Thursday, September 21, 2006

"It's been a very interesting few days"

There has been a lot of cleantech investing news over the last couple of days:

The ongoing Cleantech Venture Forum (I couldn't be there, but my colleague Kjartan will kindly be "guest blogging" on it; for disclosure, my firm is a sponsor) has prompted a lot of attention and announcements in the industry. First off, the revised announcement by the Cleantech Venture Network that they are forecasting cleantech VC investment totals will be $10B from 2006-2009 in North America (compared with $6.4B from 2003-2006). This at the same time that major institutional investors are saying they've upped their allocations for such technologies, and Kleiner Perkins are saying they're upping their allocation to "greentech" to $200mm.

Along with these announcements, the Chief Investment Officer at AIG told the CTVF audience that investment decisions at the firm are being made with the strong likelihood of a carbon tax in mind. And there's also been Richard Branson's little $3B announcement today, following up on the earlier mention of $400m being devoted to Virgin Fuels.

Of course, with all of this activity comes the inevitable "is it a bubble yet?" question. We've discussed this before. Suffice to say that a) yes, cleantech is now a venture capital darling, and everyone is looking to play; b) this means that certain sectors are starting to feel "bought up", with some deals being done at eyebrow-raising valuations (often really pre-revenue mezz rounds, and not true venture deals); but c) other sectors remain surprisingly unexamined.

As a judge on several categories in the California Clean Tech Open (big winners to be announced on Tuesday, and as disclosure, my firm is a sponsor), I can attest to this. The "Renewables" category was flooded with applicants... the "Energy Efficiency" category also had a fair amount of activity, but much less... and the "Water Management" category was surprisingly light in terms of both applicants and VCs volunteering to be judges. Granted, clean water technology remains an investment sector that is less-developed than solar and biofuels, or even energy efficiency. But it remains a huge, fast-growing sector with lots of big unmet needs that many innovative startups are targeting with scalable technology solutions. So to point out that the investment climate for solar technologies is "not a sustainable model" (not to pick on Joel, but they used his quote) misses the bigger point that there remain big technology sectors under the "Cleantech" investment thesis umbrella that are relatively untapped.

— Material provided —
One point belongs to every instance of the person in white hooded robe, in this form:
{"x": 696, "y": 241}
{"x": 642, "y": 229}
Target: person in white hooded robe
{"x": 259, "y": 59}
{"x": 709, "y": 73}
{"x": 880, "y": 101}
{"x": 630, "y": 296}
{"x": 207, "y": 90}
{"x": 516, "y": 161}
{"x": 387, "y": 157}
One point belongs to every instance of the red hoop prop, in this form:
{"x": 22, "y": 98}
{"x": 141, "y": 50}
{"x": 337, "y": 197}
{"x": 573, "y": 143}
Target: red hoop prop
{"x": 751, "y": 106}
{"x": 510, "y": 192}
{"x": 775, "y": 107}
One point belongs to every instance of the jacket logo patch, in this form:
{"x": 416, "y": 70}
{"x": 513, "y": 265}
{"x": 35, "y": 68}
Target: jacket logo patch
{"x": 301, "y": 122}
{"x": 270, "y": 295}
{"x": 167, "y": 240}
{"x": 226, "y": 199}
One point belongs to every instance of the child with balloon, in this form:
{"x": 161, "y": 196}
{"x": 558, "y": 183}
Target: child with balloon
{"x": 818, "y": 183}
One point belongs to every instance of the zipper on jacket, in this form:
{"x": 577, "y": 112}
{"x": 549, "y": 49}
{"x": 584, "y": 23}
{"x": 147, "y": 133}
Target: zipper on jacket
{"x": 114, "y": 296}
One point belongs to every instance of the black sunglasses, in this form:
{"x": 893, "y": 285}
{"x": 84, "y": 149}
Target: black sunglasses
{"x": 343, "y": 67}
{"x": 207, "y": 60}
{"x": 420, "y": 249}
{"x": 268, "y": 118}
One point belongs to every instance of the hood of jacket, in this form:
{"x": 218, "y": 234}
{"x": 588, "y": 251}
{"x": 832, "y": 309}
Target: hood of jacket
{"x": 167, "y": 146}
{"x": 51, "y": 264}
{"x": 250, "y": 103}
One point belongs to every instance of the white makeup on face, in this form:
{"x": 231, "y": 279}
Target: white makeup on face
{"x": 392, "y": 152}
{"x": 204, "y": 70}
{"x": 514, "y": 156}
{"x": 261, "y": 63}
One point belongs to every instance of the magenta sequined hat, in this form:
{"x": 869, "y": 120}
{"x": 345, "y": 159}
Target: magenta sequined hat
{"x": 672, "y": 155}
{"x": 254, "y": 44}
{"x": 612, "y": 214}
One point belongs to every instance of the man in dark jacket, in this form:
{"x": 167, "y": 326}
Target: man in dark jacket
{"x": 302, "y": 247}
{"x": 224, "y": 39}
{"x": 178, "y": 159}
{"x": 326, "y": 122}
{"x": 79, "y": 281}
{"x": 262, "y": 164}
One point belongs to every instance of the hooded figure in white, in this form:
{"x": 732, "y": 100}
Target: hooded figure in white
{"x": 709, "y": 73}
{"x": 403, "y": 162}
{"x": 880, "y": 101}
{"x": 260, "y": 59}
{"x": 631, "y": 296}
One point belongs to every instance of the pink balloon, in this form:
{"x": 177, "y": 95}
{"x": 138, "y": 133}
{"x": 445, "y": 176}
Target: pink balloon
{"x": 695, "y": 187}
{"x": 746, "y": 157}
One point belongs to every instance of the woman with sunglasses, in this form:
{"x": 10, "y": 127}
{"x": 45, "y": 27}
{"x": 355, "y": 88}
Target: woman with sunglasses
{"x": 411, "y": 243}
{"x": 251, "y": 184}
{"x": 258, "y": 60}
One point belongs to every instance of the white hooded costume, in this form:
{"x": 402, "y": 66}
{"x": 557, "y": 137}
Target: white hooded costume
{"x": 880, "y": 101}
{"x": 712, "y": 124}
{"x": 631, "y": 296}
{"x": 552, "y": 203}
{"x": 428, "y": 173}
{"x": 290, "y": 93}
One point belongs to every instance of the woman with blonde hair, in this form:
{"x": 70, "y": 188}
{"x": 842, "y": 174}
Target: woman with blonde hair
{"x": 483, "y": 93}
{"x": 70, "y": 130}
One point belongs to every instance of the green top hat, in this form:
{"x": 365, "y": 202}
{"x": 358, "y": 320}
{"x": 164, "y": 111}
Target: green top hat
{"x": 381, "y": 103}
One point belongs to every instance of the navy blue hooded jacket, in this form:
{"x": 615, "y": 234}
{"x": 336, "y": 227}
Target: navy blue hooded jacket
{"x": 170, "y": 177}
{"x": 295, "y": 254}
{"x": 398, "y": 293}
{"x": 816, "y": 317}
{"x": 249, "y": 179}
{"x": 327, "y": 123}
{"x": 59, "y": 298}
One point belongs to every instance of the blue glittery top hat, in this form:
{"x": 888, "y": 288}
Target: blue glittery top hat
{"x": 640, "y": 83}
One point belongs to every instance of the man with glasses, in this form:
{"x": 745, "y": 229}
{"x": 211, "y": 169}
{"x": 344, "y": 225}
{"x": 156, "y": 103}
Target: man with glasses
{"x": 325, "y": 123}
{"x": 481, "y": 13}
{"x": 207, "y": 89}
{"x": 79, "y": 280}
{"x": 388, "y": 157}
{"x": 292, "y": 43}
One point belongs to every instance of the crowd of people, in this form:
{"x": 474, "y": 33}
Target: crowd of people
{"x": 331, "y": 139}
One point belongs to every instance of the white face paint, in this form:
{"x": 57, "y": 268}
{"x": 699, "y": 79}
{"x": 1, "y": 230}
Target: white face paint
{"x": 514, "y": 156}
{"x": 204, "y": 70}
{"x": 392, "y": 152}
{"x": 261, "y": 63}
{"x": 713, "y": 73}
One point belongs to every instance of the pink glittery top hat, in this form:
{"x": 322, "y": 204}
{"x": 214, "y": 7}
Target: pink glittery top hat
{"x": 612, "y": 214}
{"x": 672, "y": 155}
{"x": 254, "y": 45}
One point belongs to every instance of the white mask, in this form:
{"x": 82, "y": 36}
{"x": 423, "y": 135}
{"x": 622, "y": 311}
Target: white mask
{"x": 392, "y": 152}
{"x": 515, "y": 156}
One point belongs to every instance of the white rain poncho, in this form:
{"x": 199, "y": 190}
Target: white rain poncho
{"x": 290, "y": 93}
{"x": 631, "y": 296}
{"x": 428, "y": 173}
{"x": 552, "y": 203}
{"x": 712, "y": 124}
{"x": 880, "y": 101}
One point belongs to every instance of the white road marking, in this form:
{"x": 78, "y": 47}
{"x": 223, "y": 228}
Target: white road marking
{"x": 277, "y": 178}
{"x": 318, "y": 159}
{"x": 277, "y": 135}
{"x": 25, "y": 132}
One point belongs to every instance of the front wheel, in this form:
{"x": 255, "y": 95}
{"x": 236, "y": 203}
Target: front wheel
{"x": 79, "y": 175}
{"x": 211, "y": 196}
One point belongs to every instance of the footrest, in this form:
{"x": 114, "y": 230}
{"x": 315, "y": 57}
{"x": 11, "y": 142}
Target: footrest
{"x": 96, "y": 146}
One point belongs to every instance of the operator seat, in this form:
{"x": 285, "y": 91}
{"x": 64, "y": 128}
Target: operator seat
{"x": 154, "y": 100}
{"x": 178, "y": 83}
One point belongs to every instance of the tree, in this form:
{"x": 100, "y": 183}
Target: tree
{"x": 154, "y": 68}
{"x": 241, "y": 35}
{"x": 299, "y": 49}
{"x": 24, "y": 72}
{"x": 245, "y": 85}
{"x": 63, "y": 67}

— What is being asked —
Reproduce the cleantech investing post from "Along with these" up to and including "remain surprisingly unexamined.", swapping "carbon tax" for "cap on emissions".

— Expected output —
Along with these announcements, the Chief Investment Officer at AIG told the CTVF audience that investment decisions at the firm are being made with the strong likelihood of a cap on emissions in mind. And there's also been Richard Branson's little $3B announcement today, following up on the earlier mention of $400m being devoted to Virgin Fuels.

Of course, with all of this activity comes the inevitable "is it a bubble yet?" question. We've discussed this before. Suffice to say that a) yes, cleantech is now a venture capital darling, and everyone is looking to play; b) this means that certain sectors are starting to feel "bought up", with some deals being done at eyebrow-raising valuations (often really pre-revenue mezz rounds, and not true venture deals); but c) other sectors remain surprisingly unexamined.